== Extrait de page
Quiconque peut voir cela n'a plus besoin de rien atteindre.

Les Bodhisattvas qui pratiquent la sagesse profonde qui nous mène à l'Autre Rivage ne voient plus d'obstacles dans leur esprit, et comme il n'y a plus d'obstacles dans leur esprit, ils peuvent surmonter toute peur, détruire toutes les perceptions erronées et réaliser le Bonheur parfait.

Tous les Guides passés, présents et futurs, en pratiquant la sagesse profonde qui nous mène à l'Autre Rivage, sont capables d'atteindre la Sagesse authentique et parfaite.

C'est pourquoi Śāriputra, il faut savoir que la sagesse profonde qui nous mène à l'Autre Rivage est un Grand Mantra, le mantra le plus lumineux, le mantra suprême, un mantra incomparable, la Sagesse véritable qui a le pouvoir de mettre fin à toutes sortes de souffrances.

C'est pourquoi nous proposons un mantra pour faire l’éloge de la sagesse profonde qui nous mène à l'Autre Rivage :

Gate, gate, pāragate, pārasaṃgate, bodhi svāhā !

2. Traduction de Red Pine : the heart sutra

Le noble Avalokiteshvara Bodhisattva,
tout en suivant la profonde voie de la Prajnaparamita,
regarda les Cinq Agrégats
et, voyant qu'ils étaient vides d'existence propre,
dit : « Ici, Shariputra,
la forme est l'absence d'existence propre, l'absence d'existence propre est forme ;
l'absence d'existence propre n'est pas séparée de la forme,
la forme n'est pas séparée de l'absence d'existence propre ;
tout ce qui est forme est l'absence d'existence propre,
tout ce qui est l'absence d'existence propre est forme.
Il en va de même pour la sensation et la perception,
la mémoire et la conscience.
Ici, Shariputra, tous les dharmas sont définis par l'absence d'existence propre,
pas par la naissance ou la destruction, la pureté ou la souillure,
la plénitude ou le manque.
Par conséquent, Shariputra, dans l'absence d'existence propre il n'y a ni forme,
ni sensation, ni perception, ni mémoire, ni conscience ;
ni œil, ni oreille, ni nez, ni langue, ni corps, ni esprit ;
ni forme, ni son, ni odeur, ni goût, ni sensation
ni pensée ;
aucun élément de perception, depuis l'œil jusqu'à la conscience conceptuelle ;
aucun lien causal, depuis l'ignorance jusqu'à la vieillesse et la mort,
et aucun terme du lien causal, depuis l'ignorance jusqu'à la vieillesse et la mort ;
ni souffrance, ni origine, ni cessation, ni chemin ;
ni connaissance, ni acquisition, ni non-acquisition.
Par conséquent, Shariputra, sans acquisition,
les bodhisattvas prennent refuge dans la Prajnaparamita
et vivent sans murs dans l'esprit.
Sans murs dans l'esprit et ainsi sans peurs,
ils voient à travers les illusions et enfin atteignent le nirvana.
====
* Énoncé écrit *
Indiquez le mantra que l'extrait de page propose pour faire l'éloge de la sagesse profonde qui nous mène à l'Autre Rivage.
== Lignes de données
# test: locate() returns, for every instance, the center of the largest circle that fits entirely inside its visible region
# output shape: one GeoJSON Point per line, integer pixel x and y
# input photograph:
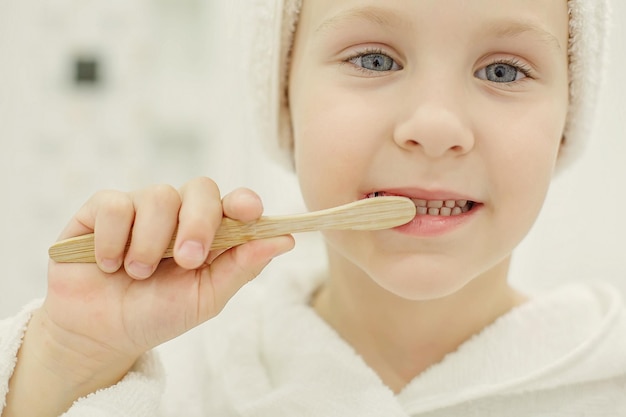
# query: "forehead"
{"type": "Point", "coordinates": [546, 20]}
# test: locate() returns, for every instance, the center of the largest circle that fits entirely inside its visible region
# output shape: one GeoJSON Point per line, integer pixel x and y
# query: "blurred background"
{"type": "Point", "coordinates": [116, 94]}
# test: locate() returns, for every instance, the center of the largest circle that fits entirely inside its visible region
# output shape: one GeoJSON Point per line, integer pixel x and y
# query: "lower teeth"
{"type": "Point", "coordinates": [444, 211]}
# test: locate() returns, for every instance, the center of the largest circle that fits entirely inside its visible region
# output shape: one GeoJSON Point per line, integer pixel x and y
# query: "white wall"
{"type": "Point", "coordinates": [170, 110]}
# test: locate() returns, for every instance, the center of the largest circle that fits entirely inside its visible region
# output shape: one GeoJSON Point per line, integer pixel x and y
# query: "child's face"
{"type": "Point", "coordinates": [436, 100]}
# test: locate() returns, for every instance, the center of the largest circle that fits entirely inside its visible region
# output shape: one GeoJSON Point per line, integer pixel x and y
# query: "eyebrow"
{"type": "Point", "coordinates": [386, 18]}
{"type": "Point", "coordinates": [376, 15]}
{"type": "Point", "coordinates": [515, 28]}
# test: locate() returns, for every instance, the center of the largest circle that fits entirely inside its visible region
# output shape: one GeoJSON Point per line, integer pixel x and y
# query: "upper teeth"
{"type": "Point", "coordinates": [436, 207]}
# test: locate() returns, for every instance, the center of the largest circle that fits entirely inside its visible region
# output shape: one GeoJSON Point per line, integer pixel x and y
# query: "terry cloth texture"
{"type": "Point", "coordinates": [273, 24]}
{"type": "Point", "coordinates": [269, 354]}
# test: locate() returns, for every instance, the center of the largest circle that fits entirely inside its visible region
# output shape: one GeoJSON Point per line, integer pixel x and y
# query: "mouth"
{"type": "Point", "coordinates": [441, 208]}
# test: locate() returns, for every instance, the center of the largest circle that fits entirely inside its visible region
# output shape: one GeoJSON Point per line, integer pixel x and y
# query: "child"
{"type": "Point", "coordinates": [464, 107]}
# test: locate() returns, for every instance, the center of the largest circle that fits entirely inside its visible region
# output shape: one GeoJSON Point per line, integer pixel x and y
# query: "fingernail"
{"type": "Point", "coordinates": [110, 265]}
{"type": "Point", "coordinates": [192, 250]}
{"type": "Point", "coordinates": [139, 269]}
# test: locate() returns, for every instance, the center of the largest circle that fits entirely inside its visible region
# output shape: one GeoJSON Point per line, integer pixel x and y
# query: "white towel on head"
{"type": "Point", "coordinates": [273, 23]}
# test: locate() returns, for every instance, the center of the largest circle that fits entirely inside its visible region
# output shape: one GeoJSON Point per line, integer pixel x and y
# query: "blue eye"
{"type": "Point", "coordinates": [375, 62]}
{"type": "Point", "coordinates": [502, 72]}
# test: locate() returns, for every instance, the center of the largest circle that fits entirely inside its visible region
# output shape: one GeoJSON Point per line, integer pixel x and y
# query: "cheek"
{"type": "Point", "coordinates": [333, 144]}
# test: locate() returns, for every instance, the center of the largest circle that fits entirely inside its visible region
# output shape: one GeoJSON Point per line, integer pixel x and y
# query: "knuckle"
{"type": "Point", "coordinates": [162, 195]}
{"type": "Point", "coordinates": [115, 204]}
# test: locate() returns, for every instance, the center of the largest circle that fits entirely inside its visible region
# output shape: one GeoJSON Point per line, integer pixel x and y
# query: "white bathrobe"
{"type": "Point", "coordinates": [269, 354]}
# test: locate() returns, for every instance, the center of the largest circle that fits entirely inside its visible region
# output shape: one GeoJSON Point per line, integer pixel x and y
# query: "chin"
{"type": "Point", "coordinates": [420, 283]}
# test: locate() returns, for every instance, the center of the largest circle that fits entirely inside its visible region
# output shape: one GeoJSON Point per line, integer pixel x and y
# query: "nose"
{"type": "Point", "coordinates": [435, 129]}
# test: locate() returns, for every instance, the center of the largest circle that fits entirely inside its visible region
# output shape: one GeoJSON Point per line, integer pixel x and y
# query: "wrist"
{"type": "Point", "coordinates": [58, 372]}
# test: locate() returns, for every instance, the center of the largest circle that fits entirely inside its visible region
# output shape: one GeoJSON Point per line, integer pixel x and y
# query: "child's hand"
{"type": "Point", "coordinates": [132, 302]}
{"type": "Point", "coordinates": [99, 318]}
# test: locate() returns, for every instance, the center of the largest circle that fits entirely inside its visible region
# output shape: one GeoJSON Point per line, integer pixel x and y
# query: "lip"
{"type": "Point", "coordinates": [429, 225]}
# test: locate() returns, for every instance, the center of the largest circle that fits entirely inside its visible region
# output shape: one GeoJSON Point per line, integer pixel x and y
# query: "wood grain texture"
{"type": "Point", "coordinates": [368, 214]}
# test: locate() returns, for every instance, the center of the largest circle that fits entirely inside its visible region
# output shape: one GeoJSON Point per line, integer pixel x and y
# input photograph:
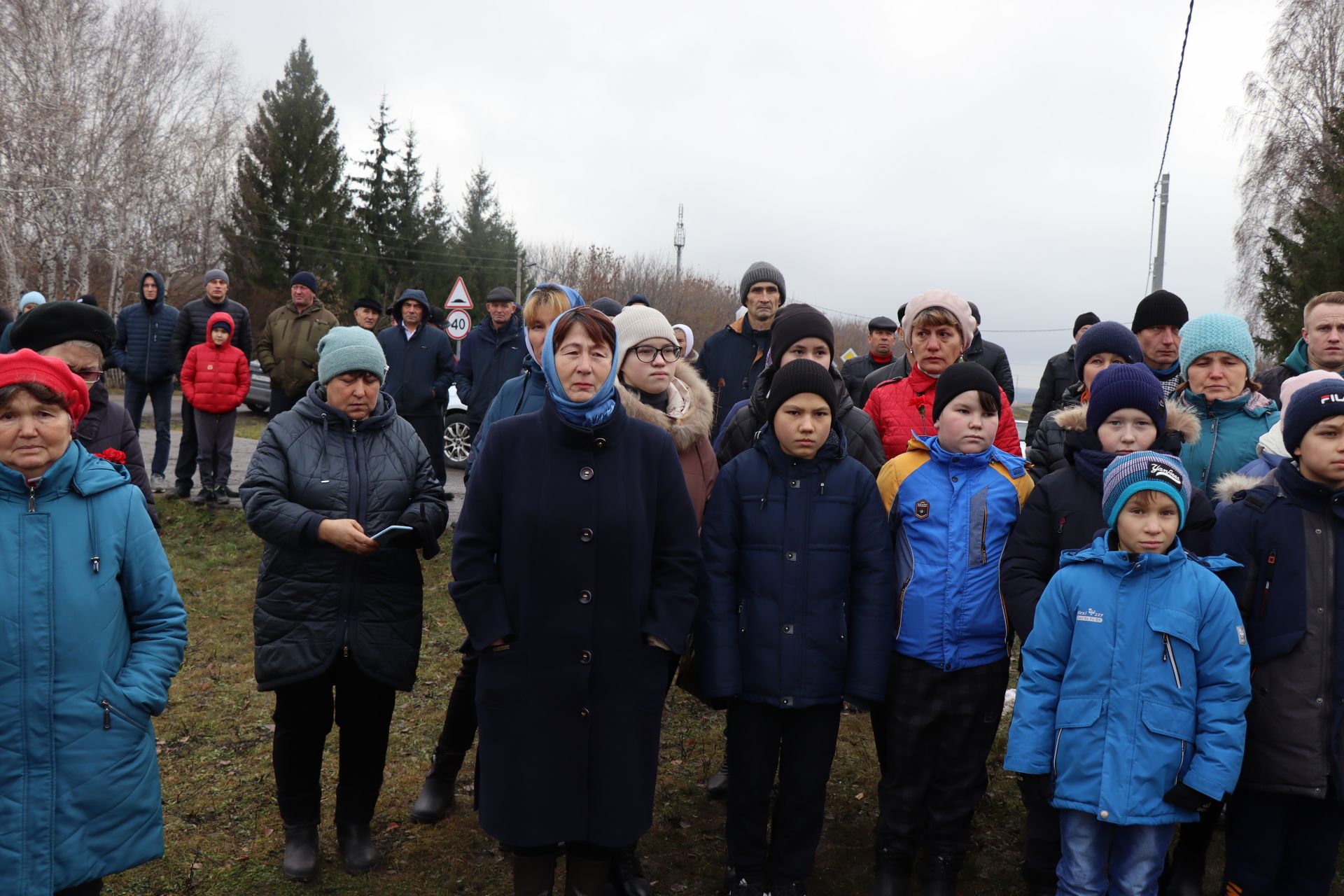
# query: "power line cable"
{"type": "Point", "coordinates": [1161, 166]}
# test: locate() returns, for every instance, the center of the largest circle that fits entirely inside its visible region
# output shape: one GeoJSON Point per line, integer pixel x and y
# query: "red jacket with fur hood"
{"type": "Point", "coordinates": [216, 378]}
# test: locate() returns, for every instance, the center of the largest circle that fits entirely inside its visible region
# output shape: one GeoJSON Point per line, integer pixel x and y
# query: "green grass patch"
{"type": "Point", "coordinates": [223, 832]}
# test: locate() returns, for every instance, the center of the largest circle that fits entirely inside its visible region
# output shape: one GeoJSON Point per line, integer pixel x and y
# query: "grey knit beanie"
{"type": "Point", "coordinates": [761, 273]}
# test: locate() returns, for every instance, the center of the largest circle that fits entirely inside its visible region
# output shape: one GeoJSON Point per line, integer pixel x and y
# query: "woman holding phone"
{"type": "Point", "coordinates": [337, 620]}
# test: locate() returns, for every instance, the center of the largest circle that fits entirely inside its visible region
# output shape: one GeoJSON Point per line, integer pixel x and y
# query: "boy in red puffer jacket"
{"type": "Point", "coordinates": [216, 381]}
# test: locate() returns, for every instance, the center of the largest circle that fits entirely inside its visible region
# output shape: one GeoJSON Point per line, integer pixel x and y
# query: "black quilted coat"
{"type": "Point", "coordinates": [315, 601]}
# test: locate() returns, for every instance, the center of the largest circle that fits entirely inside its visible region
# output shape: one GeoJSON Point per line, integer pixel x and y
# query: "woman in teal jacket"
{"type": "Point", "coordinates": [1218, 354]}
{"type": "Point", "coordinates": [93, 633]}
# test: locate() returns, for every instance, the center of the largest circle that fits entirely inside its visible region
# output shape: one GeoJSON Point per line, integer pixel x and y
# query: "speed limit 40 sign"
{"type": "Point", "coordinates": [458, 323]}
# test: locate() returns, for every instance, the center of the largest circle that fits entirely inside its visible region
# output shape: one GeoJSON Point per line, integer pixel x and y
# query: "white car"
{"type": "Point", "coordinates": [457, 434]}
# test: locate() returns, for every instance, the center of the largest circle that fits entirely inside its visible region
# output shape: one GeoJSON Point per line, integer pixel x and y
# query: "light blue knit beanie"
{"type": "Point", "coordinates": [1217, 332]}
{"type": "Point", "coordinates": [350, 348]}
====
* Réponse à l'énoncé *
Gate, gate, pāragate, pārasaṃgate, bodhi svāhā !